GIVEN PROBLEM:
Every entry below should be printed exactly, without its images.

+++

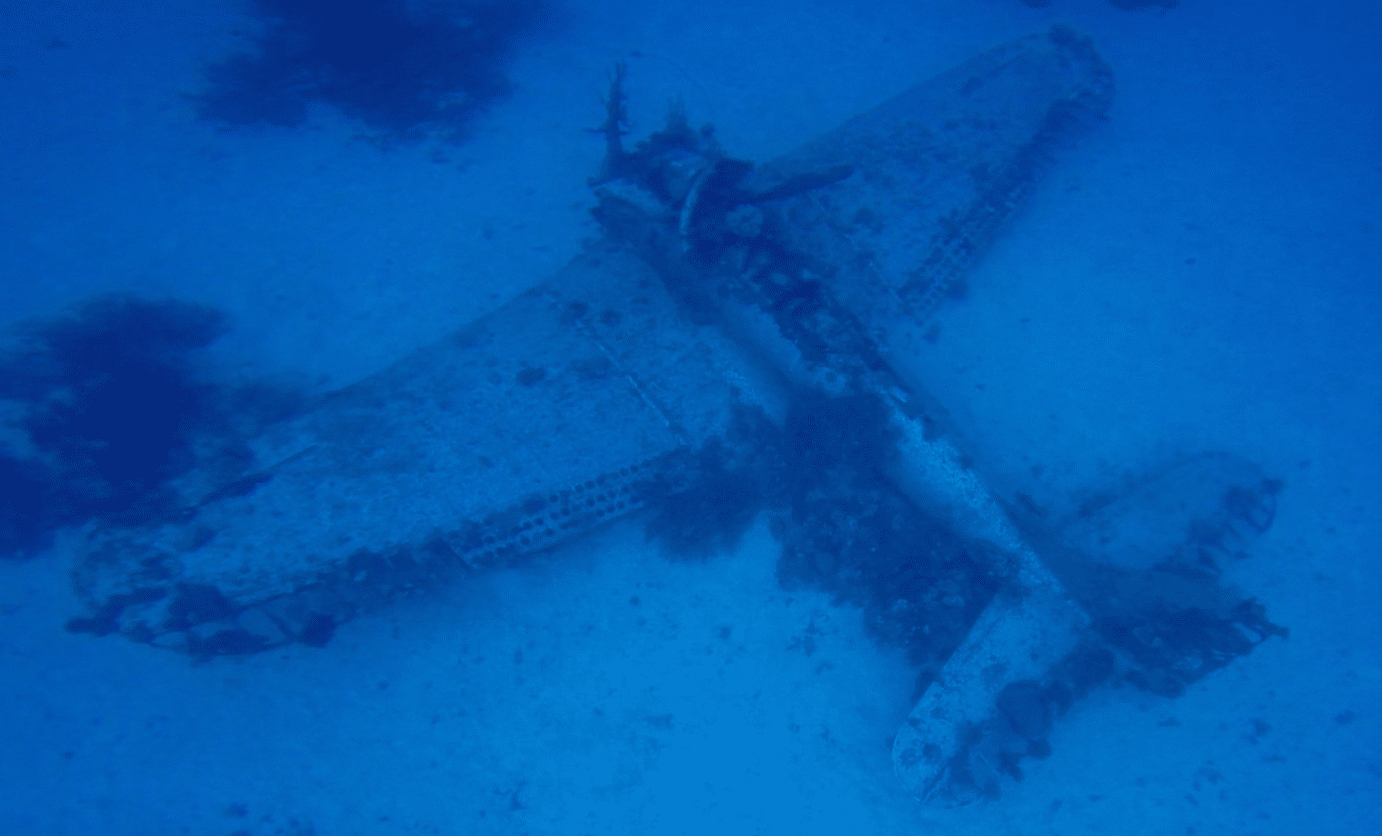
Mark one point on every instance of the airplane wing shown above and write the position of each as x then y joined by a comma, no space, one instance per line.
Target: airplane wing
722,289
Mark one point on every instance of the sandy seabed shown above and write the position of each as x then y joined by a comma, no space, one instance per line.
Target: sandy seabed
1200,272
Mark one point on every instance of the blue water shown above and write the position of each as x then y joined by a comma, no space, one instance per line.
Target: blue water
1198,272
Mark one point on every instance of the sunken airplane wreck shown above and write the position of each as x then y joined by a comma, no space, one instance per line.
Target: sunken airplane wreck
738,339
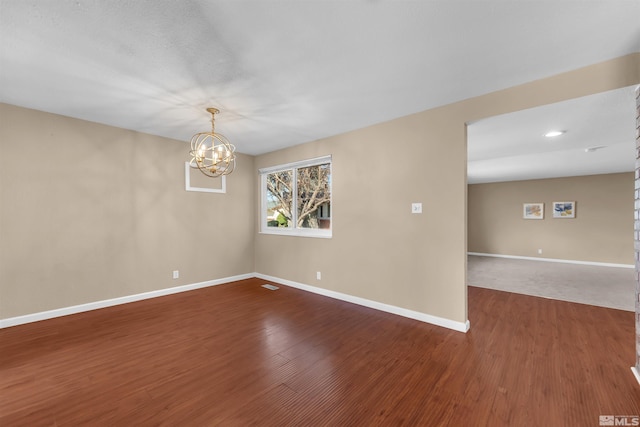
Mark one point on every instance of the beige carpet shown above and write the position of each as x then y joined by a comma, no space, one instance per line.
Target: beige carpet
612,287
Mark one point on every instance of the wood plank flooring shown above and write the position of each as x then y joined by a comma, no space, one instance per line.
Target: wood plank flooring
238,355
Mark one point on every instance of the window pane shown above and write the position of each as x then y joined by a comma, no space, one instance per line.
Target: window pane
314,196
279,199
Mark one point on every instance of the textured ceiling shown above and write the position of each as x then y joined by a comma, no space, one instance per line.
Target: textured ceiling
289,72
513,146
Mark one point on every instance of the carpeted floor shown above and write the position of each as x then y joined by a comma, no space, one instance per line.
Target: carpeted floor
612,287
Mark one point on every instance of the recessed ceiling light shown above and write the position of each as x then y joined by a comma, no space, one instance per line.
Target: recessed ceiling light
592,149
554,133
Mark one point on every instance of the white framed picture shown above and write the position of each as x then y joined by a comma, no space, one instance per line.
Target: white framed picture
533,211
564,209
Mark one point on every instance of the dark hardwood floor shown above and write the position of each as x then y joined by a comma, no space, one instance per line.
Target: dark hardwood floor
238,355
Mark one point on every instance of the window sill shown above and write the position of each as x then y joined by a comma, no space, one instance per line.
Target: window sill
318,234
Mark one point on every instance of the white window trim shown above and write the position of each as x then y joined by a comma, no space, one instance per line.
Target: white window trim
293,231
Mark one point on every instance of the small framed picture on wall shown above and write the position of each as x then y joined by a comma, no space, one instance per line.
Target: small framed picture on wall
533,211
564,209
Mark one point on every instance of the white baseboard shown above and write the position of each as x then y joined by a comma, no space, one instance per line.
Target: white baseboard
636,373
566,261
423,317
50,314
43,315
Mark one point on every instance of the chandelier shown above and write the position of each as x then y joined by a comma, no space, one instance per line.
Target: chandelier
211,152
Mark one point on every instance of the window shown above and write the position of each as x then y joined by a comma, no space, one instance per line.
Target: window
296,198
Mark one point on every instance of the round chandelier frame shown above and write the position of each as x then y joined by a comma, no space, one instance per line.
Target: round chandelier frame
211,152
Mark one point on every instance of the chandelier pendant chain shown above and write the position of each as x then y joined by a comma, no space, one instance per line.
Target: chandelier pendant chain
211,152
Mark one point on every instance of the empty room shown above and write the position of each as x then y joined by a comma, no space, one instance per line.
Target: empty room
256,213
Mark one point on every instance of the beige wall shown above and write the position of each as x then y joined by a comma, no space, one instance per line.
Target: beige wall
91,212
602,230
379,250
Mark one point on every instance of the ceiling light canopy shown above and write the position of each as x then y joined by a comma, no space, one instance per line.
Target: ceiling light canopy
211,152
554,133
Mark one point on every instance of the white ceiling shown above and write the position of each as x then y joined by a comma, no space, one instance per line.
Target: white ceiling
513,147
288,72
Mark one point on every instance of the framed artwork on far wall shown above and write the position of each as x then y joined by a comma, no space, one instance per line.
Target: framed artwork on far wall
533,211
564,209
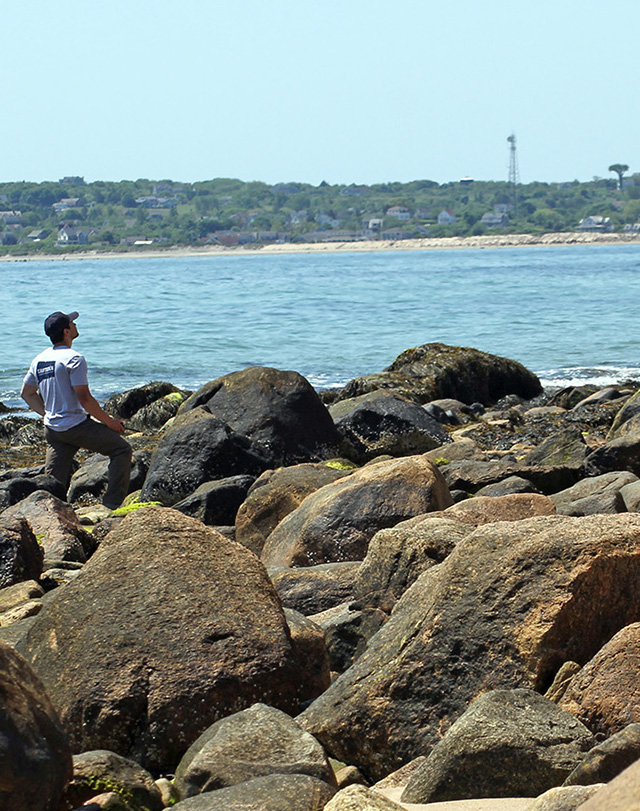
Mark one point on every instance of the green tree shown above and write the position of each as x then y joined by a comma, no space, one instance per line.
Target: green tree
619,169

+++

TASK RESPONSE:
Mark one point on every instance of the airplane wing shown above and write the position of each as x then y joined by a comma, no space, one instance per line.
Target: airplane wing
722,289
Mark one point on every instance of the sandy seabed shown above and write the position of each as x then y joined by a comma, no space, one instance per line.
Target: sandy seabed
1200,272
Mark one point on every instance of the blue water shown above and write the position of each as x then y joined by a comma, no space, one instance per line.
Target: blue water
1198,272
Mark one point on every instance of the sunken airplane wreck shown above and write the position of each as x then y joined by a comma, no space, one instance per line.
Target: sunken airplane wreck
738,339
Mark one point on every instance of the beige carpet shown above and write the position of each as x then y joined by a comma, no space, one instance per line.
Target: beige carpet
612,287
Mark one point on every instance of the wood plank flooring shown above and write the position of each as x then y joined by a comma, no space, one instance per line.
Target: wood plank flooring
238,355
Mark one point on every instance of the window pane shown above and write the position of each as x then y joined by a comma, no space, one instance per line.
Target: window pane
314,196
279,199
Mark one point on every instance of the textured ceiling shown above and write the position of each as x then y joined by a comma, no space, one instance per line.
Target: textured ceiling
289,72
513,146
Mark one point on every instance of the carpeted floor shown above and write the position of each as x then y joined by a comma, no space, one instance per line.
Target: carpeted floor
612,287
Mark one point on every instance of the recessed ceiling light shown above and write the position of each as x then y joined by a comma, no space, one instance per line.
Target: recessed ceiling light
592,149
554,133
Mark one point on every instance of the white framed picture shown above and write the position of each as x then y joined by a comma, no space, one instance per line.
Target: white framed picture
533,211
564,209
Mark one point on every instance of the dark hardwood floor shown above and write the position of each as x then y joined by a comma, no space, one instance per line.
Target: dark hardwood floor
238,355
Mark one point on every instance of the window sill shown above and write the position of each as x then y joined by a comma, no space, one instance per line.
Target: window sill
318,234
Mark one point on every instance of the white window trim shown above and write the position of each as x then y joined by a comma, no space, one instance per line.
Target: white window trim
293,231
Mark one point on every instance of the small framed picture on wall shown above and write the position of each as x then y joined by a comma, no space, one instance per line.
Target: small framed picture on wall
533,211
564,209
Mark one point on every instance of the white baseboard shown above and write the position of each as x then y joined by a comma, no space, one instance per line.
Target: white baseboard
636,373
566,261
423,317
50,314
43,315
Mark one point on every instance of the chandelier shown above and write the position of each as x then y joined by a comma, no space, one instance per line.
Target: chandelier
211,152
Mark one point on every instance of the window shown above and write the position of each as x then y joined by a comma, no space, one instance per line.
Target: window
296,198
Mark one point on every instance of the round chandelier frame shown above and write the position of each as x then y joined by a comma, no space, one instance per line.
Target: round chandelier frame
211,152
Mark one point on every instance of the chandelier pendant chain shown above and write the position of each as x then y joined by a comma, no space, one instance per line.
Target: chandelier pendant chain
211,152
Mark one point on every instance of the empty room shown above and write the position of each as x then y joined by a comma, no space, one instance per line.
Target: empty room
256,213
Mark one point on every instance of the beige wall shown above and write the position of each as x then y joined by a comma, no space, one instance per line.
Target: beige wall
91,212
602,230
379,250
Mark one point on every instance of the ceiling light canopy shown above and write the position of each as x then y joined by a comma, no space, one instance per line.
Target: ceiling light canopy
211,152
554,133
Mark one point on every instance of the white ceiling shown above and write the position of each as x then y joined by a comma, no space, one instance per line.
Target: white ceiling
513,147
288,72
Mark one point on every instance of the framed artwork on far wall shown above and write the position of each as x then y joined by a comma, no space, one instance per line.
Target: framed artwork on far wall
533,211
564,209
Mark one point on every instance of the green tree shown above and write the position of each as x then y joined by a comma, no space, one instance per line.
Target: green tree
619,169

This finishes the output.